◆ Input material ◆
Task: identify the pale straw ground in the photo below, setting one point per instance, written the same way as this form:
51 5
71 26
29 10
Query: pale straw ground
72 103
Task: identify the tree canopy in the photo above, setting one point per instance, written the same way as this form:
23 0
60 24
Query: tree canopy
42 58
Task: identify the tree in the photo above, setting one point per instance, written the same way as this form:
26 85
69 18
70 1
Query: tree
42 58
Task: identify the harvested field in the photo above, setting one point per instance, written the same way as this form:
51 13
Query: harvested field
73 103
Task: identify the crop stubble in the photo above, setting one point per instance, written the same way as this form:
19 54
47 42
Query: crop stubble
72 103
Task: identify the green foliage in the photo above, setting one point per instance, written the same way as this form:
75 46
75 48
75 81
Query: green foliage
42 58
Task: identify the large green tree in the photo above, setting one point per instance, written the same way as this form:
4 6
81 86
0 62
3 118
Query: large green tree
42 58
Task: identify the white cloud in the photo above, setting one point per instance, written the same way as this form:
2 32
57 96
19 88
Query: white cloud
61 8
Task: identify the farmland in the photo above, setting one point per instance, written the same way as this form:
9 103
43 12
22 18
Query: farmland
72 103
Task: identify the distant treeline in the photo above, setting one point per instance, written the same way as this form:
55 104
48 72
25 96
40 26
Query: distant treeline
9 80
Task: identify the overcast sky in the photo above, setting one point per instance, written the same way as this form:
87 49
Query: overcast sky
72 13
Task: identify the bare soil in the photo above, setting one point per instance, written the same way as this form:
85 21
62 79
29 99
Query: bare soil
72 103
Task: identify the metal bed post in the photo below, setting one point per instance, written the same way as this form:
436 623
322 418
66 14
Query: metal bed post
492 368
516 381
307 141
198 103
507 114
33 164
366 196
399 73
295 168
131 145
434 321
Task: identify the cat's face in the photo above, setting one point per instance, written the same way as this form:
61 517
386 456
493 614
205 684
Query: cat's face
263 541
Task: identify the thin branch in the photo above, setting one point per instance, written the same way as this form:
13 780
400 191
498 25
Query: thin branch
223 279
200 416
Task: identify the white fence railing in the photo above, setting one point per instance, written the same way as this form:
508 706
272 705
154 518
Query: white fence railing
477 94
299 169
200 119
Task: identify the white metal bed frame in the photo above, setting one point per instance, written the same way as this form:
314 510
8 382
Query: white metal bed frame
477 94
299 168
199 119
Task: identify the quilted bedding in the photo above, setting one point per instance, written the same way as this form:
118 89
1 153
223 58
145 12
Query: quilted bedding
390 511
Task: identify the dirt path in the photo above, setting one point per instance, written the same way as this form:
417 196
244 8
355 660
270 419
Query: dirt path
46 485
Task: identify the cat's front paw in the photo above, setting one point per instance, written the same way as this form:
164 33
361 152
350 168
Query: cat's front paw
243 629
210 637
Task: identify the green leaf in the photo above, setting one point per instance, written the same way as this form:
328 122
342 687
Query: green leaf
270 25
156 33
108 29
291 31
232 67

◆ Work required ◆
Repeat the records above exactly, leaving none out.

◆ Solution for this exercise ◆
Task: identify the pale straw ground in the photo below, setting one point per instance, written the same way as this form:
51 5
71 26
29 10
Query: pale straw ground
72 103
Task: identify the tree canopy in the photo above, setting one point per instance, written the same way as this form:
23 0
60 24
Query: tree canopy
42 58
Task: identify the tree in the photo above, setting one point per instance, written the same way as this form:
26 85
69 18
70 1
Query: tree
42 58
Task: identify the harvested field in the photo above, setting one point per instance, written the same way as this form:
51 13
Query: harvested field
73 103
Task: identify the crop stubble in the photo above, setting one point per instance, written the same way as this form:
19 54
47 42
Query: crop stubble
72 103
Task: identify the green foliage in the photo above, setting one point per instance, written the same way as this form:
75 46
75 48
75 81
Query: green foliage
42 58
Task: identify the large green tree in the photo above, setting one point per instance, written the same way as this form:
4 6
81 86
0 62
3 118
Query: large green tree
42 58
Task: identify the white cloud in the photo above, setting one point per instance, written the same way as this form:
2 32
57 96
19 88
Query: white cloud
61 8
Task: identify the farmland in the photo above, setting one point per instance, written the same way as this form:
9 103
43 12
22 18
Query: farmland
72 103
Task: identify the distant treeline in the photo above, setting one point per instance, written the same way as this form:
55 104
48 72
25 96
40 26
Query: distant treeline
9 80
Task: identify the overcast sky in the photo above, setting one point per instance, written the same way as this form:
87 49
Query: overcast sky
72 13
Task: identify the bare soil in the photo above, setting one point per instance, written the same way as this form:
85 21
62 79
29 99
Query: bare soil
72 103
Task: identify the metal bed post in the photo below, setting one point per instance, written the same way as this form:
436 623
322 418
66 14
Query: metal bed post
492 368
516 381
307 141
198 103
507 114
33 164
366 196
399 73
295 168
131 145
434 321
Task: identify the cat's face in the photo above, setting one point per instance, written the same way as this form:
61 517
386 456
493 614
205 684
Query: cat's face
263 541
Task: identify the thin branch in the photo above, setting one point per instance, written the same way as this form:
13 780
400 191
498 25
Query: thin branch
223 279
200 416
Task: identify the white fence railing in the photo above, setting one point per instance, written the same way as this form:
508 706
272 705
154 518
Query: white fence railing
477 94
299 169
200 119
Task: identify the white metal bed frame in the photo above, setting one point per instance, written the same way as this form:
314 510
8 382
Query: white metal bed frame
477 94
299 168
199 119
Task: identify the quilted bedding in the photo above, setting one point per instance, written the same way as this form:
118 89
1 153
223 58
145 12
Query: quilted bedding
390 511
Task: identify the dirt path in the photo above, setting one point per instance, written the same way as this form:
417 196
244 8
355 660
270 419
Query: dirt path
46 485
Task: identify the cat's front paw in the photo above, setting one point per instance, written the same way as this form:
164 33
361 152
350 168
Query: cat's front paw
243 629
210 637
Task: identify the green leaf in the photo above, setting one point per instance, written the same way as this form:
328 122
342 687
Query: green leaf
270 25
156 33
108 29
291 31
232 67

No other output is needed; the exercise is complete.